- What you are asked to do -
Copy out each line of the data that contains "black".
--- START ---
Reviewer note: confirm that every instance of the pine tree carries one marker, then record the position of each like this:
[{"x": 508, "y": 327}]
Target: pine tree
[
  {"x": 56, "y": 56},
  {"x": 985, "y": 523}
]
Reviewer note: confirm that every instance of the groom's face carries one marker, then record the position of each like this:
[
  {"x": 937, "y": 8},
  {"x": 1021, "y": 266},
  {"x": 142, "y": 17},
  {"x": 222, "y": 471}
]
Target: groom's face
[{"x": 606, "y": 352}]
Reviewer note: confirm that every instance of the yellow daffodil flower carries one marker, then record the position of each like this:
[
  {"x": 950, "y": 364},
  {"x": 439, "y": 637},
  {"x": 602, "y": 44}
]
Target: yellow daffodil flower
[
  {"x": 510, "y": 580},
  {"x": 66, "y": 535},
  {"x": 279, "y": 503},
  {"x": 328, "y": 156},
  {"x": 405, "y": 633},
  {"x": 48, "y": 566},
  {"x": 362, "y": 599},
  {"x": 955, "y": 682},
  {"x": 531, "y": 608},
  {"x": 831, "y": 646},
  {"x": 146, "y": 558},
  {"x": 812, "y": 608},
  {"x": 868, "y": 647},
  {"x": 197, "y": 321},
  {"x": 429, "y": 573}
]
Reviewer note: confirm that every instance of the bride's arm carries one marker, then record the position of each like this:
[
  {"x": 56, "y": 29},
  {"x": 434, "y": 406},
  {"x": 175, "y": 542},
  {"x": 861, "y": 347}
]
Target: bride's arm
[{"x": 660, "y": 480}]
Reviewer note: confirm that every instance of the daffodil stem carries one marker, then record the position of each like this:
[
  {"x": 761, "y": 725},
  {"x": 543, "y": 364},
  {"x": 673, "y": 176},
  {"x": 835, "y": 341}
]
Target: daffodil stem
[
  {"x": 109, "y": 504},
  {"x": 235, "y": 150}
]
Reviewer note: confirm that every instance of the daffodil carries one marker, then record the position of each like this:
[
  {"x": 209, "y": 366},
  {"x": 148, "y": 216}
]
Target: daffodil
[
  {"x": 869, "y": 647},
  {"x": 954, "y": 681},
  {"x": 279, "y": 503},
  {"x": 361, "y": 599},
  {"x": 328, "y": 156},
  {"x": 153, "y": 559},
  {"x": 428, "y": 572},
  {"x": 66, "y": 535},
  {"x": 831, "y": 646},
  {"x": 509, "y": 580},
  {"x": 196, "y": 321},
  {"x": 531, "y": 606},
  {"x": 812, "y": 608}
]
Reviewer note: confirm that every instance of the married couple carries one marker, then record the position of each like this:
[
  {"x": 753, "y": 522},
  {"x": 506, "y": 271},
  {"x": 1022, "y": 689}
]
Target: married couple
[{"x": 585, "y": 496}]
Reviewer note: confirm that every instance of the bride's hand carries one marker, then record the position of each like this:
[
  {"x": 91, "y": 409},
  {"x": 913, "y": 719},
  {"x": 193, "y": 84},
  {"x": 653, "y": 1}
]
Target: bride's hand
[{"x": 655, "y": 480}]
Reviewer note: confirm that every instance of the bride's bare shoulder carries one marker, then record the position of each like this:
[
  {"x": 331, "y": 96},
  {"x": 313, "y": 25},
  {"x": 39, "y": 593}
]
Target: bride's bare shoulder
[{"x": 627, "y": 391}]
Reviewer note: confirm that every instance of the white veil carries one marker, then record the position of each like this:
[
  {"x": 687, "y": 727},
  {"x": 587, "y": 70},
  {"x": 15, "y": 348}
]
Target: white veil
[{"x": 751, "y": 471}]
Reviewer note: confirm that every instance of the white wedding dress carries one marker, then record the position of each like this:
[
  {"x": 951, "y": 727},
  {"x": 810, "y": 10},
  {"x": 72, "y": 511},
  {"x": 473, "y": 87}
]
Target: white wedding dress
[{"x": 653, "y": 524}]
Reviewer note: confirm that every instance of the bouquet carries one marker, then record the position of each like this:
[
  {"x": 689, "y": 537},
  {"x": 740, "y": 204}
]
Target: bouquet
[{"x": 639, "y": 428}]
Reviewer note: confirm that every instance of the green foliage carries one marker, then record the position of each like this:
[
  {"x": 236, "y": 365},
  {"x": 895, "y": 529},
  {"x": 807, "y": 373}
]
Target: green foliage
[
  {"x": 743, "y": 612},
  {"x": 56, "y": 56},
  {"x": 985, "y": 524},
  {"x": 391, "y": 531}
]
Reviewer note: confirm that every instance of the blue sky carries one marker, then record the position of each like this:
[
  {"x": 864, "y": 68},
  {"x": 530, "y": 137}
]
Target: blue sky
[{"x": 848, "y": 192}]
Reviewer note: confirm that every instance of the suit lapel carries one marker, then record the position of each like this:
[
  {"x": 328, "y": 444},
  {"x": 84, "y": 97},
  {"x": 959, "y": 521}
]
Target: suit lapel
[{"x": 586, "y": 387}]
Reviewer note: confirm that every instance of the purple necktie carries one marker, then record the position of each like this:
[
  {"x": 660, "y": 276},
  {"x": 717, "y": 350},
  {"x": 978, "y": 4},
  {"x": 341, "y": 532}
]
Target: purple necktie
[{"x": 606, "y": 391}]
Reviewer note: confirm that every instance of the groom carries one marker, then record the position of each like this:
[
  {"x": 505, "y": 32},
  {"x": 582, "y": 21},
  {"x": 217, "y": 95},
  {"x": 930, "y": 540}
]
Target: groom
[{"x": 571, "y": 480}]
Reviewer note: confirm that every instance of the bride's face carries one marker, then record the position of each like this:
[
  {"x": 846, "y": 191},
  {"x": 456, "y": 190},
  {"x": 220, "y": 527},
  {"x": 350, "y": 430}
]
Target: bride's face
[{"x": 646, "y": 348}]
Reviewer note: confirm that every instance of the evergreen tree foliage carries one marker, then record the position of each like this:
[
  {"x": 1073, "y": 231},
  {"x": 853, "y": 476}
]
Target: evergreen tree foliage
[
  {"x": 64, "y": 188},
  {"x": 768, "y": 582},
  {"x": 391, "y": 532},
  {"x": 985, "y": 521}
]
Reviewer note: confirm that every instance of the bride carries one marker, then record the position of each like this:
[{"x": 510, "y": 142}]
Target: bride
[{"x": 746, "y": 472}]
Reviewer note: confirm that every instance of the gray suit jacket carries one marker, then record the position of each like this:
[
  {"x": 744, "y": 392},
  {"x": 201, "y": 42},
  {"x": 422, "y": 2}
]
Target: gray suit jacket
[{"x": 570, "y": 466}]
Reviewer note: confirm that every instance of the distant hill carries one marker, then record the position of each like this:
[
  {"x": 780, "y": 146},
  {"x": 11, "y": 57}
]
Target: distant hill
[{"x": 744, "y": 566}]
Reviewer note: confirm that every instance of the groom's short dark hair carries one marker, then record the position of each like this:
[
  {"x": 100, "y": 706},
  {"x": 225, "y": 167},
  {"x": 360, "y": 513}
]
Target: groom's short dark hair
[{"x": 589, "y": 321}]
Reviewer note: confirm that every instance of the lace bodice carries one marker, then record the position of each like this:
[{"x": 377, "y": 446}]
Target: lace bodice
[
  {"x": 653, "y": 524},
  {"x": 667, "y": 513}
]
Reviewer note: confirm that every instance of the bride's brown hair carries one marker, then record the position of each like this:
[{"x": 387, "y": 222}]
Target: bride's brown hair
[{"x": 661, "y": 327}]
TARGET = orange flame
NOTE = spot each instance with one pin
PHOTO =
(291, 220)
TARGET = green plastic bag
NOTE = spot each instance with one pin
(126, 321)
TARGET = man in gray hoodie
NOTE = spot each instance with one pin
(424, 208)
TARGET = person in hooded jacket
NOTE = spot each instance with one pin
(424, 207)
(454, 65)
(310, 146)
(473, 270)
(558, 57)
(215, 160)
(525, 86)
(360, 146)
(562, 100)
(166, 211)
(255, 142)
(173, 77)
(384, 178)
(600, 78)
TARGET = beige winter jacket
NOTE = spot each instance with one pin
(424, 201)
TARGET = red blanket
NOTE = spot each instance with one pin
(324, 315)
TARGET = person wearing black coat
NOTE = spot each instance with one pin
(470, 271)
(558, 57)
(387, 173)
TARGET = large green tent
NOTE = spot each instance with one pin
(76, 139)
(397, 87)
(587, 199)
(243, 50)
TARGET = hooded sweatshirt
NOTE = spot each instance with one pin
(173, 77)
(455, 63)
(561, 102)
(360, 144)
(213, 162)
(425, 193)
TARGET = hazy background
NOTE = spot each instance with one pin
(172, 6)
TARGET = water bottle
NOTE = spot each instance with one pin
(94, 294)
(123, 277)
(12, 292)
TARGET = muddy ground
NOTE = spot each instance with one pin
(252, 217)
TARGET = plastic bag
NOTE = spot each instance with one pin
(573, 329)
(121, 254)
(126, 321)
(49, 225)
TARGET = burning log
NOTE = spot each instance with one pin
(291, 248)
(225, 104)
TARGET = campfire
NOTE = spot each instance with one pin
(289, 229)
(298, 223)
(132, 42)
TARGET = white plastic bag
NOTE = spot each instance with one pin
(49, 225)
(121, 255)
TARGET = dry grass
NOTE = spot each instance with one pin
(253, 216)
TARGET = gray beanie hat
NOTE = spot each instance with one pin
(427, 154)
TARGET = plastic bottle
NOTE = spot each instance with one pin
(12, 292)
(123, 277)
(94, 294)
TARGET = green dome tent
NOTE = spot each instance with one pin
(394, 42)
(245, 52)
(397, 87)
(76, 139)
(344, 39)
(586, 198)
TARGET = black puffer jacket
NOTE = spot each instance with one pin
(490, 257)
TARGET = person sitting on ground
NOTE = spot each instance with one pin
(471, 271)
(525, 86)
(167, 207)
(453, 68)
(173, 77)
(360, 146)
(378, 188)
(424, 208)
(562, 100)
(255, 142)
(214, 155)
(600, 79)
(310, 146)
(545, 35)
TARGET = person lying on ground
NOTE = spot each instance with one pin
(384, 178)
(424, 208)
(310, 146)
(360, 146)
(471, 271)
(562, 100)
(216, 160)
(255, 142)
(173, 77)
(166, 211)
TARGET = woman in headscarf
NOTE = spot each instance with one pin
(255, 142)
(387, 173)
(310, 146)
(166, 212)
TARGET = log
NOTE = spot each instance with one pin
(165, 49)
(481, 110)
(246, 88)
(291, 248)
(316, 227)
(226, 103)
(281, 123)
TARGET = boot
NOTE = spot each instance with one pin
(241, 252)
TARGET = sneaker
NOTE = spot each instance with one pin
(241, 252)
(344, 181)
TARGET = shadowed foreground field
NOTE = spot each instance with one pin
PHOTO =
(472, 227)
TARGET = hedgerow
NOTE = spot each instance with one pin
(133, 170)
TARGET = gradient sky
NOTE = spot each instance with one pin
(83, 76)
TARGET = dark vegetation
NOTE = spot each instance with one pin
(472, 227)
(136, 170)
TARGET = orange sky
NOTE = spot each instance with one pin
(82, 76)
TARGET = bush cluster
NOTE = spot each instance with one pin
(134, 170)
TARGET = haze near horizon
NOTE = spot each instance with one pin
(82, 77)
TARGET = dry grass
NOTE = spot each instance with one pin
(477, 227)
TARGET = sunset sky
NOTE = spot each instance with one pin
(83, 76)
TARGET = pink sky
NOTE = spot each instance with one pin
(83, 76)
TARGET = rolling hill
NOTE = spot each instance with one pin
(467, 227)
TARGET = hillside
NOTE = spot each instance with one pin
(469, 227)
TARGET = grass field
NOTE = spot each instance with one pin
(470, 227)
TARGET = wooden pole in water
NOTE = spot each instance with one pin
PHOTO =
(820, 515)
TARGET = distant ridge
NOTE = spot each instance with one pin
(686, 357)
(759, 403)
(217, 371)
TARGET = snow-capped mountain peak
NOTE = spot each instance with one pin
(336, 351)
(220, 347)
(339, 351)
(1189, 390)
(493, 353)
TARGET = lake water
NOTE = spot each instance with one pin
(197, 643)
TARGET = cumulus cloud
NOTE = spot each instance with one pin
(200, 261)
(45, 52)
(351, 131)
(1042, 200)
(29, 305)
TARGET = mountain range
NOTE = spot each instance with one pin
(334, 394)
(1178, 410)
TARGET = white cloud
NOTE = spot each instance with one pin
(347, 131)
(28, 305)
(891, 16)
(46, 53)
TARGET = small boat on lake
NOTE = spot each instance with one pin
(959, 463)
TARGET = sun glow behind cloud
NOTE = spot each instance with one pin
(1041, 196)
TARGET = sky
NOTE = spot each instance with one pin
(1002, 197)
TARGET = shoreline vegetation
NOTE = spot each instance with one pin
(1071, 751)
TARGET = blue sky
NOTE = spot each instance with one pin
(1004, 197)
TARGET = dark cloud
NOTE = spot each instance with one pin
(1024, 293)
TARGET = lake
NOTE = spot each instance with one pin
--- END ---
- Solution below -
TARGET = person wearing black coat
TARGET = black puffer jacket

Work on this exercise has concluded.